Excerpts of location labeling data

**********

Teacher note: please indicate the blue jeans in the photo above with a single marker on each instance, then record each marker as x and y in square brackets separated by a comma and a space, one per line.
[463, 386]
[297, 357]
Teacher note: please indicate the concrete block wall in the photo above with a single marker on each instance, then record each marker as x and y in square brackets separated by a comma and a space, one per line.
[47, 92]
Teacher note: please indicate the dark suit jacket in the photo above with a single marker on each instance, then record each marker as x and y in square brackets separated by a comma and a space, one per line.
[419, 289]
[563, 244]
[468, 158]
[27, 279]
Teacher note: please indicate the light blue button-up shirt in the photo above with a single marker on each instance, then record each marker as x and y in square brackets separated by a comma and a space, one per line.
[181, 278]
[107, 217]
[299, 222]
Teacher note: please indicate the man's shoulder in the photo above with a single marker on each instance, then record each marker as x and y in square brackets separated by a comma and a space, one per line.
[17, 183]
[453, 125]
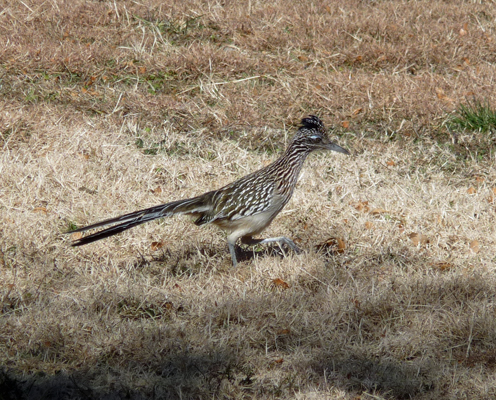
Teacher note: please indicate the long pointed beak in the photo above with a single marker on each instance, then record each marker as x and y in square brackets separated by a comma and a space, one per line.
[334, 147]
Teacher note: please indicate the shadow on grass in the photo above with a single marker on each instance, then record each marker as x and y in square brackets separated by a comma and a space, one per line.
[335, 345]
[177, 376]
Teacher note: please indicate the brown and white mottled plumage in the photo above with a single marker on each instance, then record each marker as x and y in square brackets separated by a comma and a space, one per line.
[243, 208]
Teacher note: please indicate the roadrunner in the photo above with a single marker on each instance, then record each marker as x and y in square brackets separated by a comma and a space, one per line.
[243, 208]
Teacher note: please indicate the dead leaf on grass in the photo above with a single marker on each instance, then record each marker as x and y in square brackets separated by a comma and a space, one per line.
[474, 246]
[418, 238]
[356, 111]
[76, 236]
[331, 244]
[362, 206]
[279, 282]
[377, 211]
[444, 266]
[156, 245]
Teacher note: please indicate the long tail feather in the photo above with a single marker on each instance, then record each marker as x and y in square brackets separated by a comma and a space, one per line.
[196, 205]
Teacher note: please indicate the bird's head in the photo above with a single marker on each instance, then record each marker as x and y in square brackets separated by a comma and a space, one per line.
[313, 135]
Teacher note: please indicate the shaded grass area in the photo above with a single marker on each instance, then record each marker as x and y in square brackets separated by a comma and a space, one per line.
[107, 107]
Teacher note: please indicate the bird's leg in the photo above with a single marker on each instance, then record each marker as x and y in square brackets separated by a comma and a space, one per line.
[280, 240]
[232, 250]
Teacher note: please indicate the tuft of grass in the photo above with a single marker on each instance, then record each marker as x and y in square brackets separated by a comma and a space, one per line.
[475, 116]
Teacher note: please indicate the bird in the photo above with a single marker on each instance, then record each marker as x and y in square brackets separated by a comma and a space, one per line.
[243, 208]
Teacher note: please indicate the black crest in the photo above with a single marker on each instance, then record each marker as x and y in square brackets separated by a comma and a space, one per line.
[312, 122]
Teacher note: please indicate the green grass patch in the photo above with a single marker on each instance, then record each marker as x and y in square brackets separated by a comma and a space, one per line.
[475, 116]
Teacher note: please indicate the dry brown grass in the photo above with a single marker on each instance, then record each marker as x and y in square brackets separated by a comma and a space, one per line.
[108, 107]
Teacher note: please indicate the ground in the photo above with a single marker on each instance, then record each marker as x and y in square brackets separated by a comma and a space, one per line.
[109, 107]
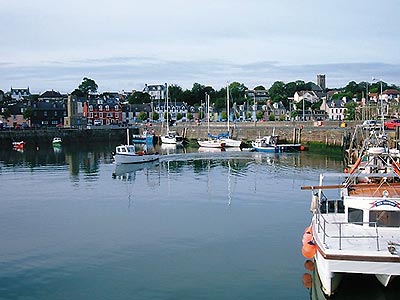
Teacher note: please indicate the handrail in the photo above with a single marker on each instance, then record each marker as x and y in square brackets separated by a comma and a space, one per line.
[340, 236]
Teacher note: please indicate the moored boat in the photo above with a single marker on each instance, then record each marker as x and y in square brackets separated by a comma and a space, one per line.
[270, 143]
[355, 225]
[56, 141]
[127, 154]
[19, 145]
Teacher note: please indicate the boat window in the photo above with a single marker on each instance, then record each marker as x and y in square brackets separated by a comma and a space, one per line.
[355, 216]
[385, 218]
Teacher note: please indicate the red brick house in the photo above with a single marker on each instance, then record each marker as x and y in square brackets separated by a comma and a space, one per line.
[102, 112]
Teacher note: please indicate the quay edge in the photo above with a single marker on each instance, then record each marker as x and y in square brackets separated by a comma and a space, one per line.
[331, 133]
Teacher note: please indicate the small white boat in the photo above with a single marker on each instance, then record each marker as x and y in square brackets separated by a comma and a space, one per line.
[127, 154]
[270, 143]
[19, 145]
[231, 142]
[355, 225]
[265, 144]
[211, 144]
[56, 141]
[171, 138]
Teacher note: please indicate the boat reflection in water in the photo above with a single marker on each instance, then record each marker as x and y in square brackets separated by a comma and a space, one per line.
[126, 172]
[355, 287]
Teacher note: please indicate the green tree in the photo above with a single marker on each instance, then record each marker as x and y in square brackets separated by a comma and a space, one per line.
[142, 116]
[27, 114]
[88, 86]
[198, 93]
[272, 117]
[139, 98]
[175, 92]
[350, 112]
[277, 91]
[237, 92]
[155, 116]
[6, 114]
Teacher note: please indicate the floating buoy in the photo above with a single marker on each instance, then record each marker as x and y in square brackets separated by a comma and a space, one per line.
[309, 249]
[309, 265]
[307, 236]
[307, 280]
[355, 166]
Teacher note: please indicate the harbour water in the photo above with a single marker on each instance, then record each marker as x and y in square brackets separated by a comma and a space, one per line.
[197, 225]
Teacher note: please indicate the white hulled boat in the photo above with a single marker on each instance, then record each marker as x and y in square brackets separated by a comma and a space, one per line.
[127, 154]
[358, 229]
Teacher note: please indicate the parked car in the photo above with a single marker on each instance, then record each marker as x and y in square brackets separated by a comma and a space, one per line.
[371, 124]
[392, 124]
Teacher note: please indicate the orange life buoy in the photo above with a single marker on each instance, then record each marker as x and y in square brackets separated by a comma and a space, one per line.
[396, 167]
[355, 166]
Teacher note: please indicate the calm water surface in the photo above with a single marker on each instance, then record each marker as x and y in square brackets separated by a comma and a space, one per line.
[198, 225]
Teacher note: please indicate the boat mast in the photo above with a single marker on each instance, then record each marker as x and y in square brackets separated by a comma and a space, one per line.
[208, 112]
[227, 105]
[167, 108]
[127, 136]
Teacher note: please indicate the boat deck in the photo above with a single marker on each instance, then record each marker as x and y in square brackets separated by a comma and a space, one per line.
[375, 190]
[350, 239]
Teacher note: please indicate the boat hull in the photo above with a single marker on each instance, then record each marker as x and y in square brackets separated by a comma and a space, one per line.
[142, 140]
[211, 144]
[271, 149]
[231, 142]
[332, 263]
[121, 159]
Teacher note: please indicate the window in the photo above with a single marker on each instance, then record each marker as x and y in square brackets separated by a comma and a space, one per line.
[385, 218]
[355, 216]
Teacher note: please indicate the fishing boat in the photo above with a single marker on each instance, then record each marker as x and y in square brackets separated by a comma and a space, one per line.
[127, 154]
[355, 225]
[145, 137]
[266, 143]
[270, 143]
[211, 142]
[56, 141]
[19, 145]
[171, 137]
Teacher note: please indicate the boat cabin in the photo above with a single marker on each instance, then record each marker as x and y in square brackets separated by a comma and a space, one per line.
[125, 149]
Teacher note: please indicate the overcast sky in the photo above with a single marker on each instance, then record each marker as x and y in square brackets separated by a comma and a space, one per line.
[123, 44]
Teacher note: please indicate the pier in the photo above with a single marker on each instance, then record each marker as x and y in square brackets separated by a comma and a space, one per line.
[328, 133]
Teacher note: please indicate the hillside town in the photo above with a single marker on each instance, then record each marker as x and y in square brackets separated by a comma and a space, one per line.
[86, 108]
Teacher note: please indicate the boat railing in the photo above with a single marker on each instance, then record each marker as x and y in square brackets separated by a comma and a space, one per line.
[322, 224]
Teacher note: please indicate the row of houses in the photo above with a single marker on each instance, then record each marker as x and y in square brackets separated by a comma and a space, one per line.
[52, 109]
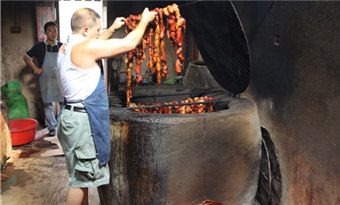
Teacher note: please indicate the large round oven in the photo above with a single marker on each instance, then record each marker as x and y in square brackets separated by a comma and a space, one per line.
[187, 159]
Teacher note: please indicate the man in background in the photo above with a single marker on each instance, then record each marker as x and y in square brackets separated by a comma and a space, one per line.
[45, 53]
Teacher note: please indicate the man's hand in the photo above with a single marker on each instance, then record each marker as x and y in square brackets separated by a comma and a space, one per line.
[119, 22]
[148, 16]
[38, 71]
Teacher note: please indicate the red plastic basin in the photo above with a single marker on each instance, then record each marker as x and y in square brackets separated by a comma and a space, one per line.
[23, 131]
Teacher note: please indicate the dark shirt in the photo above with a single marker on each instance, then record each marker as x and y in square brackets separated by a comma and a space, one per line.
[38, 51]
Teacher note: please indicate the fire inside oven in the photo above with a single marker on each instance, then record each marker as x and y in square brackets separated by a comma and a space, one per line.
[177, 100]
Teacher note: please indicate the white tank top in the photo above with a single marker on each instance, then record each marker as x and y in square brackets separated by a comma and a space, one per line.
[76, 84]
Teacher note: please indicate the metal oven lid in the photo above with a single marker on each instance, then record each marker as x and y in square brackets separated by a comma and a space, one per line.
[221, 41]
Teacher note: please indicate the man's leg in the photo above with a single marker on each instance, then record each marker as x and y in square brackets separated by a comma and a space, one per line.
[77, 196]
[50, 118]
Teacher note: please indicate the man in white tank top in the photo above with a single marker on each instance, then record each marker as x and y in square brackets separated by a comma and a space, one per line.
[81, 83]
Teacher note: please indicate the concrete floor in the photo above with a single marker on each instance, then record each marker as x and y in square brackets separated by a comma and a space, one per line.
[36, 174]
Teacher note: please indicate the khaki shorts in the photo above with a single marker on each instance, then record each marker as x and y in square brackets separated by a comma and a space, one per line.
[82, 162]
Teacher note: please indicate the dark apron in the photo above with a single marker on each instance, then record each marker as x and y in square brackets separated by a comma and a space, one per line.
[97, 108]
[49, 89]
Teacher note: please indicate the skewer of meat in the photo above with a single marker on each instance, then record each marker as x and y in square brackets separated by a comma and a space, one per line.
[156, 58]
[163, 53]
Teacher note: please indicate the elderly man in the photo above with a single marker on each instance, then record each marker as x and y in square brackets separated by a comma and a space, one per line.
[83, 128]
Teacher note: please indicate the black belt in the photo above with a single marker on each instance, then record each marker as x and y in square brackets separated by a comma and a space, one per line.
[75, 109]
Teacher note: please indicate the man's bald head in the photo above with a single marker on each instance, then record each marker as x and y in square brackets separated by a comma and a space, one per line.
[82, 18]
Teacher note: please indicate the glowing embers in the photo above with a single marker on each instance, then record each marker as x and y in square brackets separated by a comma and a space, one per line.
[198, 105]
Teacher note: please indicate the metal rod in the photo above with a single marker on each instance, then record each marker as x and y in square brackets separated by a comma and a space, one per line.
[171, 105]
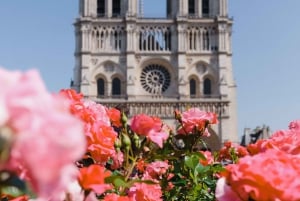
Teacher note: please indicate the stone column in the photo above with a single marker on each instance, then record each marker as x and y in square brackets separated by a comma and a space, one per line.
[199, 8]
[223, 8]
[108, 8]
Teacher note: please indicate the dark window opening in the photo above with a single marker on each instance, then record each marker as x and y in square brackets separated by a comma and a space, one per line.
[100, 87]
[116, 87]
[207, 87]
[192, 10]
[101, 8]
[193, 88]
[169, 10]
[205, 7]
[116, 8]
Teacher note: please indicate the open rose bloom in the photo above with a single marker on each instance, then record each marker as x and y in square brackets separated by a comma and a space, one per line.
[46, 138]
[269, 174]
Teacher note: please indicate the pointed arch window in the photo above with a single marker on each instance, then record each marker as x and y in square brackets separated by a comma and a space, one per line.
[100, 8]
[116, 8]
[207, 86]
[116, 87]
[193, 91]
[205, 8]
[100, 87]
[192, 9]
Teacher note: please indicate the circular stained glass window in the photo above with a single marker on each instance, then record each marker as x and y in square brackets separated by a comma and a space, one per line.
[155, 79]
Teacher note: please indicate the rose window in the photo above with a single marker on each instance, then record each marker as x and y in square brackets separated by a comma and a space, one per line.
[155, 79]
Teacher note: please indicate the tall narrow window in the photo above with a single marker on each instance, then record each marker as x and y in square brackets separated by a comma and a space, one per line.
[191, 7]
[193, 88]
[205, 8]
[207, 86]
[116, 8]
[169, 10]
[101, 8]
[116, 87]
[100, 87]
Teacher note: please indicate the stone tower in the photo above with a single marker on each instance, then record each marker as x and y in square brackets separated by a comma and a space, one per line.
[154, 66]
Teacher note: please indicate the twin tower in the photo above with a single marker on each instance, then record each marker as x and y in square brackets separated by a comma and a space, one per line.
[156, 65]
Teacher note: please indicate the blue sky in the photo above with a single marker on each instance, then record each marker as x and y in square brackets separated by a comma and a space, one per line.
[266, 51]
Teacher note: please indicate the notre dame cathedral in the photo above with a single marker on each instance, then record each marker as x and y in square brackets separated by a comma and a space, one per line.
[156, 65]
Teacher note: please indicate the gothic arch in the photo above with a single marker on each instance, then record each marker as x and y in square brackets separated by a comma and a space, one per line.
[117, 85]
[101, 85]
[194, 86]
[209, 85]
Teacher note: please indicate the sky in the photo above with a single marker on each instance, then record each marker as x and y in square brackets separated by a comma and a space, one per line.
[266, 51]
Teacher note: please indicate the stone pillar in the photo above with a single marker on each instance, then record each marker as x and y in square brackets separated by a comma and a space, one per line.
[132, 8]
[199, 8]
[108, 8]
[223, 7]
[183, 8]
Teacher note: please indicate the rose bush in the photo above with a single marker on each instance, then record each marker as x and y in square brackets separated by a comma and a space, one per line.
[63, 147]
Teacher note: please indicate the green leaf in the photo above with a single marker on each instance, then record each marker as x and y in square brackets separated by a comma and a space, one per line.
[191, 161]
[117, 181]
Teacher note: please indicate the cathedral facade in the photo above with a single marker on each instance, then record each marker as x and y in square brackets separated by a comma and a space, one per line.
[156, 65]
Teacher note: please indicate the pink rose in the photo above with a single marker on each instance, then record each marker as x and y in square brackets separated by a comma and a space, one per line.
[151, 127]
[47, 138]
[266, 176]
[284, 140]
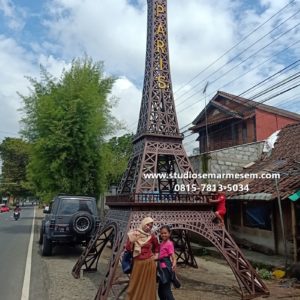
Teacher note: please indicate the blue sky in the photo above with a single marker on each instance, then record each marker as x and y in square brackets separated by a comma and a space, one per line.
[54, 32]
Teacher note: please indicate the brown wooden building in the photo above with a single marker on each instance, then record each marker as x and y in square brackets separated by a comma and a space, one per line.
[253, 217]
[233, 120]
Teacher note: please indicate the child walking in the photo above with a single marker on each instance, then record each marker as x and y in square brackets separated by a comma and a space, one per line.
[167, 261]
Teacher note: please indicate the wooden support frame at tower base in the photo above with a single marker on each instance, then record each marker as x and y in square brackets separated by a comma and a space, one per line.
[119, 221]
[158, 149]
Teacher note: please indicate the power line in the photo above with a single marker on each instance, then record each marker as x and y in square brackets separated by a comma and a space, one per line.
[239, 54]
[245, 51]
[253, 106]
[243, 39]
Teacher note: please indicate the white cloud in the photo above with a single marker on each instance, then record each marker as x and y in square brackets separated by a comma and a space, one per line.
[18, 64]
[15, 15]
[115, 32]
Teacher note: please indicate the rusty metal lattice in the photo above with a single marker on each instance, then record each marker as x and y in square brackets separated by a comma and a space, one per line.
[157, 148]
[199, 222]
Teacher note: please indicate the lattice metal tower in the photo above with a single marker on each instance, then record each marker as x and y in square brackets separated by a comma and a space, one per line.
[158, 149]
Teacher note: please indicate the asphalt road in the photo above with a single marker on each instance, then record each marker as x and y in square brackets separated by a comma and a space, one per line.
[14, 240]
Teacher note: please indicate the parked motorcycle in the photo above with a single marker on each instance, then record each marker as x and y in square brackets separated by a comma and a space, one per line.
[16, 215]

**********

= What is being asked =
Return exactly the lines from the one containing "Teacher note: please indicate the rusty" to the last line of the data, and nothing more.

= Reply =
Teacher note: please indicate the rusty metal lattice in the photo above with a single marker on each instance, then record each marker as x and y in square brackets separated by a comma and a space, one per line.
[157, 148]
[199, 222]
Teacher note: please indicate the lattice metal tower in the photo above with a single marker on each instance, then record each marker as x and y in square brackets separated by a comma and a space, one per line.
[158, 149]
Teacher note: please indicate the asphalt road in the photo above with a single marker on each instance, then record each marker as x and y in square brackets separated by a comma and a space, one per line.
[14, 240]
Teacher note: please indicate the parked motorcycle in the photo above with a single marker on each instance, then record each marker as x and y in square brackets separated by a comma and a space, one per line.
[16, 215]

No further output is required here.